#### WORK INSTRUCTIONS:
A. In the court opinion, which newspaper carried the publication that the four cases are based on?
B. Print the part of the court opinion starting with "Burn v. Evening" and going on through "others as well.".
C. Check each statement against the court opinion and mark it yes or no, quoting the words that decide it: (i) The Circuit Judge overruled the demurrers to the defenses in the seventh and ninth paragraphs of the answers. (ii) The answer gives the date of the publication as April 30, 1925. (iii) The Court agreed with the appellant's contention about the seventh paragraph.

#### EXTRACTED TEXT:
Burn v. Evening Post Publishing Company

138 S.E. 520 | S.C. | 1927

Lead Opinion

June 16, 1927. The opinion of the Court was delivered by The above four cases are actions against the defendant, based on alleged libel and slander contained in a publication in the Charleston Evening Post, a newspaper owned by the defendant. All of these cases arose out of the same transaction and publication; the allegations of the complaint and of the answers being practically identical. The Circuit Judge sustained demurrers interposed to the defenses pleaded in the seventh and ninth paragraphs of the answers. The questions raised by the appeal in the four cases are the same. We shall consider the appeal in the first case, and the decision in that case will dispose of the others as well.

The defense contained in the seventh paragraph of the answer is as follows:

"Seventh. That no complaint in regard to the said *27 publication was made to defendant, nor was it ever informed that the information therein contained was erroneous at any time from the time of the said publication, to wit, the 30th day of April, 1925, down to date of the service of the summons and complaint in this action, and this defendant would have been glad and willing to have published any correction of the said report, if the said report was erroneous, or incorrect."

The appellant contends that, in sustaining the demurrer to the defense set up in this paragraph, the Circuit Judge erred, for the reason that the allegations therein contained constitute a defense (1) by way of mitigation of damages, (2) against malice and willfulness alleged in the complaint, and (3) as showing failure on the part of the plaintiff to mitigate any damages that might have accrued from the publication.

We do not agree with this contention. We know of no statute or rule of law imposing upon the plaintiff the obligation or duty, in an action for libel, to advise the defendant that it had published a libel or made an erroneous statement concerning him, or to request that correction be made. Certainly, testimony in support of an allegation by the defendant that "it would have been glad and willing to have published any correction of the said report, if the said report was erroneous, or incorrect," had any complaint been made to it in regard to the said publication, would not be admissible in mitigation of damages.

In the case of Coffman v. Spokane Chronicle PublishingCo., 65 Wn., 1; 117 P., 596; Ann. Cas., 1913-B, 636 (cited by the respondent), in disposing of a similar question raised in that case, the Court said:

"No judicial decision, rule of law, or existing statute has been cited which imposes upon the plaintiff in an action for libel the duty of requesting any further publication from the defendant. Moreover, there is not in the record any *28 evidence that the appellant informed respondents the columns of its paper were open to them. When a newspaper has libeled a person, the duty is imposed upon it to make a full and complete retraction. If it does so, it may plead and show such retraction in mitigation of damages, as appellant has done in this action. An offer to the person libeled to publish any reasonable or truthful statement he may desire will not of itself constitute a correction of the wrong, nor will it deprive the libeled party of the right to recover damages, if he does not avail himself of the offer."

#### PROVIDED DATA:
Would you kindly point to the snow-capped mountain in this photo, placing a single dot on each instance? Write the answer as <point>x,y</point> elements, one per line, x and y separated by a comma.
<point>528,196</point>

#### TASK-BY-TASK OUTPUTS:
A. The Charleston Evening Post.

B.
Burn v. Evening Post Publishing Company

138 S.E. 520 | S.C. | 1927

Lead Opinion

June 16, 1927. The opinion of the Court was delivered by The above four cases are actions against the defendant, based on alleged libel and slander contained in a publication in the Charleston Evening Post, a newspaper owned by the defendant. All of these cases arose out of the same transaction and publication; the allegations of the complaint and of the answers being practically identical. The Circuit Judge sustained demurrers interposed to the defenses pleaded in the seventh and ninth paragraphs of the answers. The questions raised by the appeal in the four cases are the same. We shall consider the appeal in the first case, and the decision in that case will dispose of the others as well.

C.
(i) No: "The Circuit Judge sustained demurrers interposed to the defenses pleaded in the seventh and ninth paragraphs of the answers."
(ii) Yes: "to wit, the 30th day of April, 1925"
(iii) No: "We do not agree with this contention."